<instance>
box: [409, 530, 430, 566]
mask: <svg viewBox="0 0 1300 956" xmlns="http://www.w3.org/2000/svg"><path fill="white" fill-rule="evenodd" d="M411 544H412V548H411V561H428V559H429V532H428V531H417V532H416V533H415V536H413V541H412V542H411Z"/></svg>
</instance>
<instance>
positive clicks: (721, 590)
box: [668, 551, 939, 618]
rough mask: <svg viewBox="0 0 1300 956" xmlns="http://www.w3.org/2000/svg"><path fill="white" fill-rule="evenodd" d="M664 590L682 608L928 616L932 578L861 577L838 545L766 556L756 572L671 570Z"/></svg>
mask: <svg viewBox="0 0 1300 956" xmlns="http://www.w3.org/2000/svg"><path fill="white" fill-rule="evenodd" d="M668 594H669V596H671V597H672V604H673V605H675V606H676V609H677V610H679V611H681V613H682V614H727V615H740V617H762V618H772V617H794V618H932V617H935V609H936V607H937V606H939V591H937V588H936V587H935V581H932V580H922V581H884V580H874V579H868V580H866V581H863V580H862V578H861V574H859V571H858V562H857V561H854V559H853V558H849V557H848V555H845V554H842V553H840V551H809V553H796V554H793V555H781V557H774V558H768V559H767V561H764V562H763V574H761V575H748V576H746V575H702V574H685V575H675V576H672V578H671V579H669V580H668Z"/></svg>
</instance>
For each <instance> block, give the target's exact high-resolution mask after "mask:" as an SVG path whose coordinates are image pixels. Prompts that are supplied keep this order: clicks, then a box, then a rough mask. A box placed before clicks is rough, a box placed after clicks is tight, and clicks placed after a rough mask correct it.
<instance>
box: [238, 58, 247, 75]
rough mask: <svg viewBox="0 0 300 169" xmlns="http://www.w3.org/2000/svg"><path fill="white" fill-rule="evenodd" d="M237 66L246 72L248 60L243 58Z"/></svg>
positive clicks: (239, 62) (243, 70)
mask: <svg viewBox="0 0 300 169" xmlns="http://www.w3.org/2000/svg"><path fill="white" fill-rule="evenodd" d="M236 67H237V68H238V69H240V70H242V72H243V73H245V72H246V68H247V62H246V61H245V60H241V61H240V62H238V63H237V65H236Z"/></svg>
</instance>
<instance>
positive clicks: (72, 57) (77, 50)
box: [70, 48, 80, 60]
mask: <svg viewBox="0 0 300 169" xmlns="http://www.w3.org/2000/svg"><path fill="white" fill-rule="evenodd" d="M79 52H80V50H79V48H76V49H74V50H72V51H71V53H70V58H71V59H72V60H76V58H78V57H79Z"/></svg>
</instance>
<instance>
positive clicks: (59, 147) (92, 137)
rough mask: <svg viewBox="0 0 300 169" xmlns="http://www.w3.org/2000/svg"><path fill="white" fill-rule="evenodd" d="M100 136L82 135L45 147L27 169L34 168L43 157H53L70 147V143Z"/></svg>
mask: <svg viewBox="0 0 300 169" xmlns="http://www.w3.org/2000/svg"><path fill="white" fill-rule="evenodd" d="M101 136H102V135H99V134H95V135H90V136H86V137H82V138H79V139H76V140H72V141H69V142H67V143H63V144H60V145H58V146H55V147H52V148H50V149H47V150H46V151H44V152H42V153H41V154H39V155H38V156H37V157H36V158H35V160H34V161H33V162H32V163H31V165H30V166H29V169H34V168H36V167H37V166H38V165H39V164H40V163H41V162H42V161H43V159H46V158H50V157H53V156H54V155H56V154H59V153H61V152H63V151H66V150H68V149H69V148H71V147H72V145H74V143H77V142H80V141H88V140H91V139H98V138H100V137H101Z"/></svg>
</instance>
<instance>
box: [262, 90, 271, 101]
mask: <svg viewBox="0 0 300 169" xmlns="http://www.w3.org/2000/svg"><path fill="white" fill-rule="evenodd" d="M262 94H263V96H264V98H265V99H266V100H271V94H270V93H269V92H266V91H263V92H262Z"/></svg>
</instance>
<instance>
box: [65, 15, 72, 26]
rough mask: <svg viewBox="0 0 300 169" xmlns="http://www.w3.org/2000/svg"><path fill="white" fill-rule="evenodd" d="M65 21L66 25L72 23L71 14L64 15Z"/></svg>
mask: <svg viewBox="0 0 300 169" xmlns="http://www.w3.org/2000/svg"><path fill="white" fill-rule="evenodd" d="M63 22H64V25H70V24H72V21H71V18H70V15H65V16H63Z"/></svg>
++++++
■ **What needs to be done**: Repeat all of the entries exactly.

■ **Expected output**:
<instance>
box: [409, 530, 430, 566]
mask: <svg viewBox="0 0 1300 956" xmlns="http://www.w3.org/2000/svg"><path fill="white" fill-rule="evenodd" d="M411 544H412V548H411V561H428V559H429V532H428V531H417V532H416V533H415V536H413V541H412V542H411Z"/></svg>
</instance>
<instance>
positive clicks: (721, 590)
box: [668, 551, 939, 618]
rough mask: <svg viewBox="0 0 1300 956" xmlns="http://www.w3.org/2000/svg"><path fill="white" fill-rule="evenodd" d="M664 590L682 608L928 616L932 578L861 577L838 545L766 556L756 572L671 570Z"/></svg>
mask: <svg viewBox="0 0 1300 956" xmlns="http://www.w3.org/2000/svg"><path fill="white" fill-rule="evenodd" d="M668 594H669V596H671V597H672V604H673V605H675V606H676V609H677V610H679V611H681V613H682V614H727V615H740V617H762V618H772V617H794V618H932V617H935V609H936V607H937V606H939V591H937V588H936V587H935V581H932V580H922V581H884V580H874V579H868V580H866V581H863V580H862V578H861V574H859V571H858V562H857V561H854V559H853V558H849V557H848V555H845V554H842V553H840V551H809V553H796V554H793V555H781V557H774V558H768V559H767V561H764V562H763V574H761V575H748V576H746V575H702V574H685V575H675V576H672V578H671V579H669V580H668Z"/></svg>
</instance>
For each <instance> block, give the target's exact high-resolution mask after "mask:" as an SVG path whose coordinates are image pixels. Prompts that are supplied keep this order: clicks, then a box, then a rough mask. A box placed before clicks is rough, a box placed after clicks is tight, and clicks placed after a rough mask correct it.
<instance>
box: [238, 58, 247, 75]
rough mask: <svg viewBox="0 0 300 169" xmlns="http://www.w3.org/2000/svg"><path fill="white" fill-rule="evenodd" d="M237 66L246 72L248 60L243 58Z"/></svg>
positive clicks: (239, 62) (243, 70)
mask: <svg viewBox="0 0 300 169" xmlns="http://www.w3.org/2000/svg"><path fill="white" fill-rule="evenodd" d="M236 67H237V68H238V69H240V70H242V72H243V73H245V72H246V68H247V62H246V61H245V60H241V61H240V62H238V63H237V65H236Z"/></svg>
</instance>
<instance>
positive clicks: (72, 57) (77, 50)
box: [70, 48, 80, 60]
mask: <svg viewBox="0 0 300 169" xmlns="http://www.w3.org/2000/svg"><path fill="white" fill-rule="evenodd" d="M79 52H80V50H79V48H76V49H74V50H72V51H71V53H70V58H71V59H72V60H76V58H78V57H79Z"/></svg>
</instance>
<instance>
positive clicks: (59, 147) (92, 137)
rough mask: <svg viewBox="0 0 300 169" xmlns="http://www.w3.org/2000/svg"><path fill="white" fill-rule="evenodd" d="M100 136L82 135L45 147L27 169L34 168L43 157H53L70 147V143Z"/></svg>
mask: <svg viewBox="0 0 300 169" xmlns="http://www.w3.org/2000/svg"><path fill="white" fill-rule="evenodd" d="M101 136H102V135H99V134H95V135H90V136H86V137H82V138H79V139H76V140H72V141H69V142H67V143H63V144H60V145H58V146H55V147H52V148H50V149H47V150H46V151H44V152H42V153H41V154H39V155H38V156H37V157H36V158H35V160H34V161H33V162H32V163H31V165H30V166H29V169H34V168H36V167H37V166H38V165H39V164H40V163H41V162H42V161H43V159H46V158H50V157H53V156H54V155H56V154H59V153H61V152H63V151H66V150H68V149H69V148H71V147H72V145H74V143H77V142H80V141H88V140H91V139H98V138H100V137H101Z"/></svg>
</instance>
<instance>
box: [262, 90, 271, 101]
mask: <svg viewBox="0 0 300 169" xmlns="http://www.w3.org/2000/svg"><path fill="white" fill-rule="evenodd" d="M262 94H263V96H264V98H265V99H266V100H271V94H270V93H269V92H266V91H263V92H262Z"/></svg>
</instance>
<instance>
box: [65, 15, 72, 26]
rough mask: <svg viewBox="0 0 300 169" xmlns="http://www.w3.org/2000/svg"><path fill="white" fill-rule="evenodd" d="M65 21L66 25L72 23L71 14L64 15Z"/></svg>
mask: <svg viewBox="0 0 300 169" xmlns="http://www.w3.org/2000/svg"><path fill="white" fill-rule="evenodd" d="M63 22H64V25H70V24H72V21H71V18H70V15H65V16H63Z"/></svg>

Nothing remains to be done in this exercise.